> What you are asked to do
Transcribe the records that follow, preserving every word.

> Saved entries
- - - - -

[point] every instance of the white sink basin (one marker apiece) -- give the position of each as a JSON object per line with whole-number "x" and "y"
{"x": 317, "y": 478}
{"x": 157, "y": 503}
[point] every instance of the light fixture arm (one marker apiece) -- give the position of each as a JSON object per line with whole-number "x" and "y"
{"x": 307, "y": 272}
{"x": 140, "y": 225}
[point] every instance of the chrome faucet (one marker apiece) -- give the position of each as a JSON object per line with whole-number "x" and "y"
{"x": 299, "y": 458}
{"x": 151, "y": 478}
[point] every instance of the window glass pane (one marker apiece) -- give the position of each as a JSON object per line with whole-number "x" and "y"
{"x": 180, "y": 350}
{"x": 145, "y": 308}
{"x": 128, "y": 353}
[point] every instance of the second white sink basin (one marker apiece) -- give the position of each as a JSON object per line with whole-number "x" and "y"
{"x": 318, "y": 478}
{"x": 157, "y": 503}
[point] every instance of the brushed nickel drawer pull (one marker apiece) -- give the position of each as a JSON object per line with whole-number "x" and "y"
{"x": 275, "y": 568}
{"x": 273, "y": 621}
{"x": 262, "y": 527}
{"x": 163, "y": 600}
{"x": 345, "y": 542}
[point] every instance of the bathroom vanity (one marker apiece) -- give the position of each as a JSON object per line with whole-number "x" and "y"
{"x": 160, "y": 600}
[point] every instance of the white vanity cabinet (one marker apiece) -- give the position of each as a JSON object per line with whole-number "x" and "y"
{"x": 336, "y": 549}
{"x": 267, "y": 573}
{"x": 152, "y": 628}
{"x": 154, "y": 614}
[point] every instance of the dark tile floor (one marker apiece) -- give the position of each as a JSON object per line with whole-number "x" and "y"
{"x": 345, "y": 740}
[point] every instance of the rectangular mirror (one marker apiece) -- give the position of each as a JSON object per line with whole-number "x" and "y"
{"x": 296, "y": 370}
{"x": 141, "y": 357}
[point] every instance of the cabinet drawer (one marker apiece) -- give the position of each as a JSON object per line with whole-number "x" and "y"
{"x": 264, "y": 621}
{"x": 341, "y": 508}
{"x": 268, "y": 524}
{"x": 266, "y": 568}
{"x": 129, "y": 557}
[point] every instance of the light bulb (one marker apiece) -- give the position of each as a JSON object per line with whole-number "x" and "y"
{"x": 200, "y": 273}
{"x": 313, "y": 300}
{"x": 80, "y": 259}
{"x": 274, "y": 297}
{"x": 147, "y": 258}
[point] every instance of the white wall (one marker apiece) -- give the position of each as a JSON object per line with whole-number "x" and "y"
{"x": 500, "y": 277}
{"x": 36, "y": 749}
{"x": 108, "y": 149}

- - - - -

> Response area
[point] every instance of the white sink basin (one marker apiece) -- give the position of each as a JSON object per line with whole-number "x" and "y"
{"x": 317, "y": 478}
{"x": 157, "y": 503}
[point] every instance of the light fixture arm (one marker apiece) -- give the position of each as a JSON object per line with whole-number "x" and "y"
{"x": 307, "y": 272}
{"x": 140, "y": 225}
[point] every instance of the chrome faucet (one marker apiece) -- give the position of each as a JSON object per line with whole-number "x" and "y"
{"x": 299, "y": 458}
{"x": 151, "y": 478}
[point] every instance of the window glass pane (one marker apiece) -- give the position of each as a JSON object per line with whole-number "x" and "y"
{"x": 180, "y": 350}
{"x": 145, "y": 308}
{"x": 128, "y": 353}
[point] every instance of the second white sink basin (one marker apiece) -- give the position of each as a JSON object per line with whole-number "x" and "y"
{"x": 318, "y": 478}
{"x": 157, "y": 503}
[point] every instance of the brushed nickel drawer pull (one marker apiece) -- give the position of each as a JSON object per line with whole-number "x" and "y"
{"x": 275, "y": 568}
{"x": 273, "y": 621}
{"x": 262, "y": 527}
{"x": 163, "y": 600}
{"x": 345, "y": 542}
[point] every instance of the bathroom vanity (one marker apiece) -- give the position of each as a JSON object per line with whole-number "x" and "y"
{"x": 160, "y": 600}
[point] every instance of the white vanity cabinet (one marker apiece) -- give the position of each as a JSON object per line with whole-number "x" and "y"
{"x": 336, "y": 549}
{"x": 267, "y": 573}
{"x": 152, "y": 628}
{"x": 154, "y": 614}
[point] every instance of the dark tile floor (one marker apiece) -- give the position of each as a JSON object per line with whole-number "x" and "y"
{"x": 345, "y": 740}
[point] every instance of the rectangular mirror (one marker apiece) -- give the position of each as a JSON object per line with whole-number "x" and "y"
{"x": 296, "y": 370}
{"x": 141, "y": 357}
[point] every instance of the cabinet drawer (one marker apiece) -- give the position of each as a JSON object per line with whole-number "x" and "y"
{"x": 264, "y": 621}
{"x": 341, "y": 508}
{"x": 268, "y": 524}
{"x": 266, "y": 568}
{"x": 129, "y": 557}
[point] every instance of the light bulb (one marker apiece) -- give the position of each as a JSON object per line with whole-number "x" and "y"
{"x": 200, "y": 273}
{"x": 313, "y": 300}
{"x": 80, "y": 259}
{"x": 274, "y": 297}
{"x": 147, "y": 258}
[point] every instance of the white wall (one marker apiece) -- give the position of each as a JSON object per line with whole-number "x" and "y"
{"x": 500, "y": 277}
{"x": 36, "y": 749}
{"x": 108, "y": 149}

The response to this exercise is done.